- Records pointing to named objects
Start

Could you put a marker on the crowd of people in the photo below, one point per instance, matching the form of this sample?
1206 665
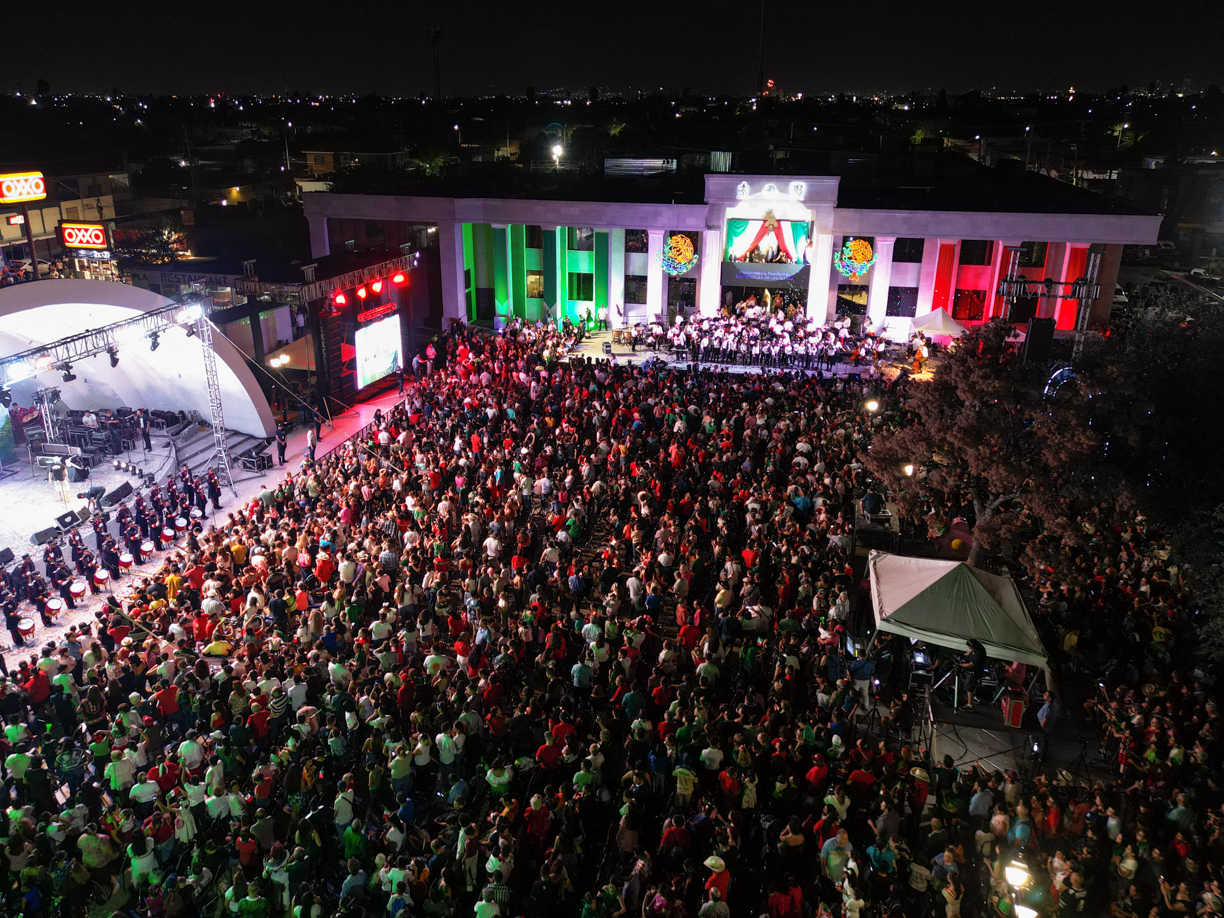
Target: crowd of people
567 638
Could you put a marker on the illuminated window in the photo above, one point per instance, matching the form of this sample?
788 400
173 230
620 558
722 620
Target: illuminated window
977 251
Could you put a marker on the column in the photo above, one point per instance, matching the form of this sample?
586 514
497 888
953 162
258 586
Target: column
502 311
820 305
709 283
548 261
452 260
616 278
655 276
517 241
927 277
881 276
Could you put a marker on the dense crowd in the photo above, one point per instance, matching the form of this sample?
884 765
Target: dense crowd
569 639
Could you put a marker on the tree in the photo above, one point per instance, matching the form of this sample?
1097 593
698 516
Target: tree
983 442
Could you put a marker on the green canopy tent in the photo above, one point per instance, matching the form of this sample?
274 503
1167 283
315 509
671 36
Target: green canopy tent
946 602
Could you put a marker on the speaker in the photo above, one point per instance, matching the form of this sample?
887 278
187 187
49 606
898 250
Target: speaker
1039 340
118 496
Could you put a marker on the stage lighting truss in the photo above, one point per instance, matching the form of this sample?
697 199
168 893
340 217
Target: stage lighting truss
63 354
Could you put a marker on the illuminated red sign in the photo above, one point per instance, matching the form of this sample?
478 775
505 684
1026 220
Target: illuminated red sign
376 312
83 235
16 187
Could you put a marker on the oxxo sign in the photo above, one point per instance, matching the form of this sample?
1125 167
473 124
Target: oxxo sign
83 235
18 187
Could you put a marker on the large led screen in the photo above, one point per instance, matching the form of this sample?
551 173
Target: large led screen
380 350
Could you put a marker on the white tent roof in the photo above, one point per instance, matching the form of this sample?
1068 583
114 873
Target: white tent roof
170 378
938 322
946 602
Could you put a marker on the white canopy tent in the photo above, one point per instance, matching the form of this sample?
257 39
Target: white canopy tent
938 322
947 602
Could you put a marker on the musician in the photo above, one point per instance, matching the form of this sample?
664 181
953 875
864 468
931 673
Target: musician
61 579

End

- Description of the task
Format every line of the listing above as a Markdown table with the columns "Row" and "Line", numbering each line and skipping any blank ones. Leave the pictures out of the table.

- Full response
| Row | Line |
|---|---|
| 1 | Could you put a marker on the crowd of people in the photo below, one point per instance, matching the form of this sample? |
| 2 | 1206 665 |
| 3 | Target: crowd of people |
| 4 | 567 638 |
| 5 | Could you put a marker on the illuminated window in the photo above, one point per instance, matching the form of this sample? |
| 6 | 788 400 |
| 7 | 173 230 |
| 8 | 620 558 |
| 9 | 722 620 |
| 10 | Target: illuminated window |
| 11 | 977 251 |
| 12 | Could you put a marker on the column in the photo above, one point per instance, matching the form of this sample? |
| 13 | 586 514 |
| 14 | 497 888 |
| 15 | 953 162 |
| 16 | 258 586 |
| 17 | Target: column |
| 18 | 502 311 |
| 19 | 820 305 |
| 20 | 709 283 |
| 21 | 548 261 |
| 22 | 452 260 |
| 23 | 616 278 |
| 24 | 655 276 |
| 25 | 517 241 |
| 26 | 927 277 |
| 27 | 881 276 |
| 28 | Could you put a marker on the dense crowd in the photo above, one point per instance, matching the form of this sample? |
| 29 | 884 765 |
| 30 | Target: dense crowd |
| 31 | 569 639 |
| 32 | Could you put a marker on the tree in the photo above, one point per instance, matching the form of this sample? |
| 33 | 1097 593 |
| 34 | 698 516 |
| 35 | Target: tree |
| 36 | 983 442 |
| 37 | Could you put a marker on the green canopy tent in the photo above, one point per instance, matching the form of this sample? |
| 38 | 274 503 |
| 39 | 1167 283 |
| 40 | 315 509 |
| 41 | 671 36 |
| 42 | Target: green canopy tent |
| 43 | 946 602 |
| 44 | Could you put a marker on the speaker in the photo above, one point per instance, matching the form of this sample? |
| 45 | 887 278 |
| 46 | 187 187 |
| 47 | 49 606 |
| 48 | 898 250 |
| 49 | Target: speaker |
| 50 | 1039 340 |
| 51 | 118 496 |
| 52 | Could you put a marker on the stage lighting truss in the photo above, one point per instance, matching the form of this sample? |
| 53 | 697 199 |
| 54 | 168 893 |
| 55 | 340 217 |
| 56 | Target: stage lighting truss |
| 57 | 63 354 |
| 58 | Could you put a marker on the illuminated red sign in the photo above, one point per instance, matching the form of this sample? |
| 59 | 478 775 |
| 60 | 505 684 |
| 61 | 1026 220 |
| 62 | Target: illuminated red sign |
| 63 | 376 312 |
| 64 | 83 235 |
| 65 | 16 187 |
| 66 | Could you put a marker on the oxxo sign in the photo above, one point per instance, matching the form of this sample? |
| 67 | 1125 167 |
| 68 | 473 124 |
| 69 | Target: oxxo sign |
| 70 | 83 235 |
| 71 | 18 187 |
| 72 | Could you put a marker on the large led screen in the photo above, one point per instance, matching the form of this sample? |
| 73 | 551 173 |
| 74 | Target: large led screen |
| 75 | 380 350 |
| 76 | Could you put a marker on the white tent roof in the photo above, one point per instance, matching the form of this sample? |
| 77 | 1068 583 |
| 78 | 114 873 |
| 79 | Target: white tent roof |
| 80 | 170 378 |
| 81 | 938 322 |
| 82 | 946 602 |
| 83 | Could you put a marker on the white canopy tent in the photo above, one point per instance, matching the form of this sample? |
| 84 | 257 39 |
| 85 | Target: white canopy tent |
| 86 | 938 322 |
| 87 | 947 602 |
| 88 | Could you put a marker on the musician in the photo above, one point per instance, matching the form of this sample? |
| 89 | 664 181 |
| 90 | 953 875 |
| 91 | 864 468 |
| 92 | 931 673 |
| 93 | Target: musician |
| 94 | 61 579 |